Excerpted records:
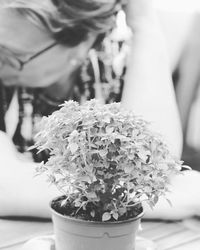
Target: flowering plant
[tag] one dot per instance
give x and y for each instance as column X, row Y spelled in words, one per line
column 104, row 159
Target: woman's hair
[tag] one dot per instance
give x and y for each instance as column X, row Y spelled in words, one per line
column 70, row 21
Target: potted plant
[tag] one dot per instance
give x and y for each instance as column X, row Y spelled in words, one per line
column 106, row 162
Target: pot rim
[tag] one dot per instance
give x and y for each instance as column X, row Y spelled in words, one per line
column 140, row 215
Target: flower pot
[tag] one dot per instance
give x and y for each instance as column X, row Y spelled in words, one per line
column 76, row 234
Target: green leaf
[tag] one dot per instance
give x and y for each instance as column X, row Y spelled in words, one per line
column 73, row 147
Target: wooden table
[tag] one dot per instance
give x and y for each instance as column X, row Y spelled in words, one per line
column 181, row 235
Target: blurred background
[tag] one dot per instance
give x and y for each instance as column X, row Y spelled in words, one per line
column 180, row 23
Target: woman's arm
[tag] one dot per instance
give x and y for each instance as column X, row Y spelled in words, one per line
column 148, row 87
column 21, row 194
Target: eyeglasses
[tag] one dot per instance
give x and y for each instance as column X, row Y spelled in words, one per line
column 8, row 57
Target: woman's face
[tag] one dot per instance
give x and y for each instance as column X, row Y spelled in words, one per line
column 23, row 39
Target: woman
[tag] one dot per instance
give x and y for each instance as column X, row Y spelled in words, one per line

---

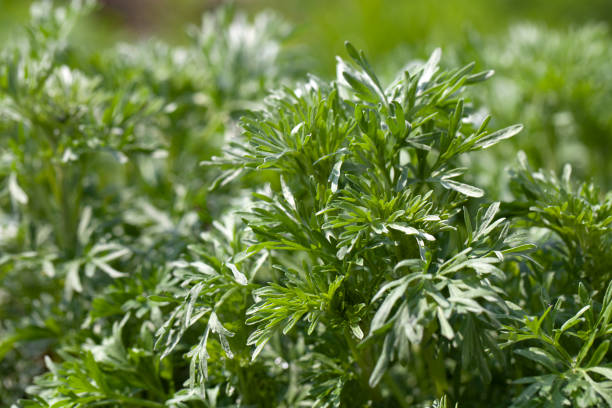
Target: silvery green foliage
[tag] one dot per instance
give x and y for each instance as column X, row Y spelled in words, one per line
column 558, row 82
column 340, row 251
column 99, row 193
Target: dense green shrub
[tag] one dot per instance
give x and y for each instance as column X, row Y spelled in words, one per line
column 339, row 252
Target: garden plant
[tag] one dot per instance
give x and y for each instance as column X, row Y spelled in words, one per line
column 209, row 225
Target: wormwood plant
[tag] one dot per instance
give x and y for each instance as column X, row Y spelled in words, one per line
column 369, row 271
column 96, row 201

---

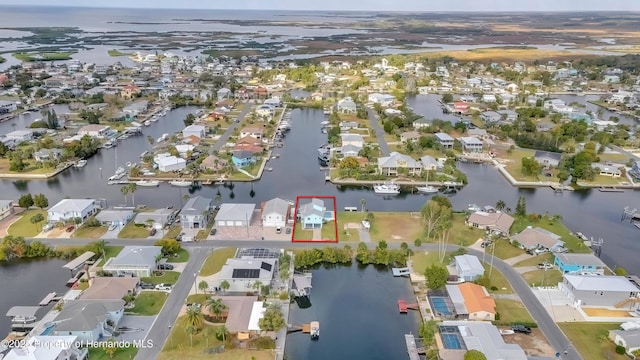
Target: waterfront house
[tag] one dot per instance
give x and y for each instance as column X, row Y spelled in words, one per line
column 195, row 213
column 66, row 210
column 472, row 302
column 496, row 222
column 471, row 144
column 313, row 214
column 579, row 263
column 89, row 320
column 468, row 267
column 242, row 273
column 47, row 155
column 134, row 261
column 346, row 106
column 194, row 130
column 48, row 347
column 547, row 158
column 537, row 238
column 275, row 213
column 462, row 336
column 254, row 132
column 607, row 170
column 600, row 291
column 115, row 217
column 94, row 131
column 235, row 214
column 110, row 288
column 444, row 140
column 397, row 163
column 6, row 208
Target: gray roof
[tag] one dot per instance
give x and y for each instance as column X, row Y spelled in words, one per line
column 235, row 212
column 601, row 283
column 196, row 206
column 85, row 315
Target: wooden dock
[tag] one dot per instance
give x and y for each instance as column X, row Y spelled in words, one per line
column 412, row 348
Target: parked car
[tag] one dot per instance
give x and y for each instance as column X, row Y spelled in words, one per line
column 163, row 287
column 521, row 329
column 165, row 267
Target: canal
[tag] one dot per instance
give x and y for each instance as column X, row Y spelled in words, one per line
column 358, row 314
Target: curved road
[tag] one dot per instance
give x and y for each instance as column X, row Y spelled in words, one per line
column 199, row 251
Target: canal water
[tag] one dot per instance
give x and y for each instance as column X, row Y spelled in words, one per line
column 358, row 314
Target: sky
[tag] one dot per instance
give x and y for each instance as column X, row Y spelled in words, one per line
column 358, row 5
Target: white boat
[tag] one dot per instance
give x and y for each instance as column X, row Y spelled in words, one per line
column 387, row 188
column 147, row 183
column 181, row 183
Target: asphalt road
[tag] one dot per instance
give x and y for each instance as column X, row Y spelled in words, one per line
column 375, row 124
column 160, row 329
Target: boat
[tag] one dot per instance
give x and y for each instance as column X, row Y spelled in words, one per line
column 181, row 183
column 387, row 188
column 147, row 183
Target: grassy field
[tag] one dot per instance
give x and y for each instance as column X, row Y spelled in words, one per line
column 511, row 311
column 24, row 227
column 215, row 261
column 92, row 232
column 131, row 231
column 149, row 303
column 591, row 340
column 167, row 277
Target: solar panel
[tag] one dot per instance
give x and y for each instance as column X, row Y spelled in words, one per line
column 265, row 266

The request: Rewrite the data from the line containing "Target: sky" through the line containing "column 265, row 266" as a two-column CSV with the headers text and answer. Give one row per "Target:" line, with its text and its answer each in a single quoted field and line breaks replaced by spaces.

Task output:
text,answer
"Target: sky [tag] one dot per instance give x and y for each instance as column X, row Y spelled in words, one per line","column 358, row 5"
"Target: white boat [tag] one dot per instance give x and y for each instance as column X, row Y spelled in words, one per line","column 387, row 188 column 147, row 183 column 181, row 183"
"Target: asphalt road [tag] one dot per instance give x and y for each instance as column X, row Y spelled in words, one per line","column 375, row 124 column 160, row 329"
"Target: boat [tag] one dot per instance give x and y for each instance as column X, row Y spelled in words, one per line","column 181, row 183 column 387, row 188 column 147, row 183"
"Target: grassy field [tag] one dot per instance give x and y for each instance as column X, row Y spelled in words, one per line","column 511, row 311 column 24, row 227 column 215, row 261 column 92, row 232 column 131, row 231 column 149, row 303 column 591, row 340 column 167, row 277"
"Target: solar panel [tag] one dot per instance give x and y for each instance as column X, row Y spelled in words, one per line","column 265, row 266"